- DOCUMENT TEXT -
Today, the EU’s work on its ‘digital DNA’ – the European Declaration on Digital Rights and Principles – has culminated: In the margins of the European Council, Commission President Ursula von der Leyen signed the text together with the President of the European Parliament Roberta Metsola, and Czech Prime Minister Petr Fiala for the rotating Council presidency.
The Declaration, put forward by the Commission in January this year, presents the EU’s commitment to a secure, safe and sustainable digital transformation that puts people at the centre, in line with EU core values and fundamental rights. The Declaration shows citizens that European values, as well as the rights and freedoms enshrined in the EU’s legal framework, must be respected online as they are offline. Shaped around six chapters, the text will guide policy makers and companies dealing with new technologies. The Declaration will also steer the EU’s approach to the digital transformation throughout the world.
President of the Commission, Ursula von der Leyen, said: “The signature of the European Declaration on Digital Rights and Principles reflects our shared goal of a digital transformation that puts people first. The rights put forward in our Declaration are guaranteed for everybody in the EU, online as they are offline. And the digital principles enshrined in the Declaration will guide us in our work on all new initiatives.”
Rights and principles to guide the digital transformation
The digital transformation affects every aspect of people’s lives. It offers opportunities for greater personal wellbeing, sustainability and growth, but can also raise risks to which a public policy response is needed. With the Declaration on digital rights and principles, the EU wants to secure European values by:

 Putting people at the centre of the digital transformation;
 Supporting solidarity and inclusion through connectivity, digital education, training and skills, fair and just working conditions and access to digital public services;
 Restating the importance of freedom of choice and a fair digital environment;
 Fostering participation in the digital public space;
 Increasing safety, security and empowerment in the digital environment, in particular for young people;
 Promoting sustainability.

Concretely, these rights and principles mean: affordable and high-speed digital connectivity everywhere and for everybody, well-equipped classrooms and digitally skilled teachers, seamless access to public services online, a safe digital environment for children, disconnecting after working hours, obtaining easy-to-understand information on the environmental impact of our digital products, control about how personal data is used and with whom it is shared.

- DATA EXTRACTS -
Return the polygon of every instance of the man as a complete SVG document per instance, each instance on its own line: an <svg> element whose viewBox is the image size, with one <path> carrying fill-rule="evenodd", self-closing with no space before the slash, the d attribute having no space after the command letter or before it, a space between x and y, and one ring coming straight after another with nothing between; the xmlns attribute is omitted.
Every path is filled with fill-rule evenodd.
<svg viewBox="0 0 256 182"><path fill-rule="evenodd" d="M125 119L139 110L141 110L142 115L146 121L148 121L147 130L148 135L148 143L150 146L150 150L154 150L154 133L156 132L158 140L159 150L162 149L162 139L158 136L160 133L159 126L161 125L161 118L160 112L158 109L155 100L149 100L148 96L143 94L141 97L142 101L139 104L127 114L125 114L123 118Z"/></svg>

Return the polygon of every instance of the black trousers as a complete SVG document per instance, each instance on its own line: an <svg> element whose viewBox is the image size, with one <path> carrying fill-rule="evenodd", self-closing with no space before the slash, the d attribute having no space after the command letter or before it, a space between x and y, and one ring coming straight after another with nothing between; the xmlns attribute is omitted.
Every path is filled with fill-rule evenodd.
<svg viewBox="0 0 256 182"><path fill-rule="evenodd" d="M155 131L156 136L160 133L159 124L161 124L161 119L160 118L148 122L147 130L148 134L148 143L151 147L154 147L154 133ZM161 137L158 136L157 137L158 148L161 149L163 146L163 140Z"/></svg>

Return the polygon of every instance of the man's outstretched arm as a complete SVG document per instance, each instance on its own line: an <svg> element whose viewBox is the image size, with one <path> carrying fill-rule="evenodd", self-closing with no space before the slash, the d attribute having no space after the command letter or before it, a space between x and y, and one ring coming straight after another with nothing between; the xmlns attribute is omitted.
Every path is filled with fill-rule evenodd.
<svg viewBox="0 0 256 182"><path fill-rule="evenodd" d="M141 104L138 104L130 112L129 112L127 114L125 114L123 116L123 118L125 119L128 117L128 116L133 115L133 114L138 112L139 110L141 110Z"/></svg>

- PARTS OF THE EXERCISE -
(A) In the passage on the EU digital rights declaration, how many chapters is the Declaration shaped around?
(B) Repeat the passage on the EU digital rights declaration from "Putting people at" to "Promoting sustainability.".
(C) Go on with the passage on the EU digital rights declaration from its final sentence.

- ANSWERS IN ORDER -
(A) Six chapters.

(B)
Putting people at the centre of the digital transformation;
 Supporting solidarity and inclusion through connectivity, digital education, training and skills, fair and just working conditions and access to digital public services;
 Restating the importance of freedom of choice and a fair digital environment;
 Fostering participation in the digital public space;
 Increasing safety, security and empowerment in the digital environment, in particular for young people;
 Promoting sustainability.

(C)
Next Steps
The signature of the European Declaration of digital rights and principles at the highest level reflects the shared political commitment of the EU and its Member States to promote and implement these principles in all areas of digital life, and to reach the objectives of the 2030 Digital Compass. The Declaration will also guide the concrete work on the Digital Decade Policy Programme, the monitoring and cooperation mechanism to attain the common digital objectives for the end of this decade. To achieve the 2030 goals, and for the Declaration to produce concrete effects, the Commission will monitor progress and report through the annual ‘State of the Digital Decade’ report. Furthermore, the Declaration will guide the EU in its international relations on how to shape a digital transformation that puts people and human rights at its centre.
Background
On 9 March 2021, the Commission laid out its vision for Europe’s digital transformation by 2030 in its Digital Compass: the European way for the Digital Decade Communication. In September 2021, the Commission put forward a Path to the Digital Decade, a robust governance framework to reach these digital targets.
The Commission proposed the Declaration of Digital Rights and Principles in January 2022. The Commission, Parliament and the Council reached an agreement on the Declaration in November 2022. The Declaration adds to previous digital initiatives from Member States, such as the Tallinn Declaration on eGovernment, the Berlin Declaration on Digital Society and Value-based Digital Government, and the Lisbon Declaration – Digital Democracy with a purpose.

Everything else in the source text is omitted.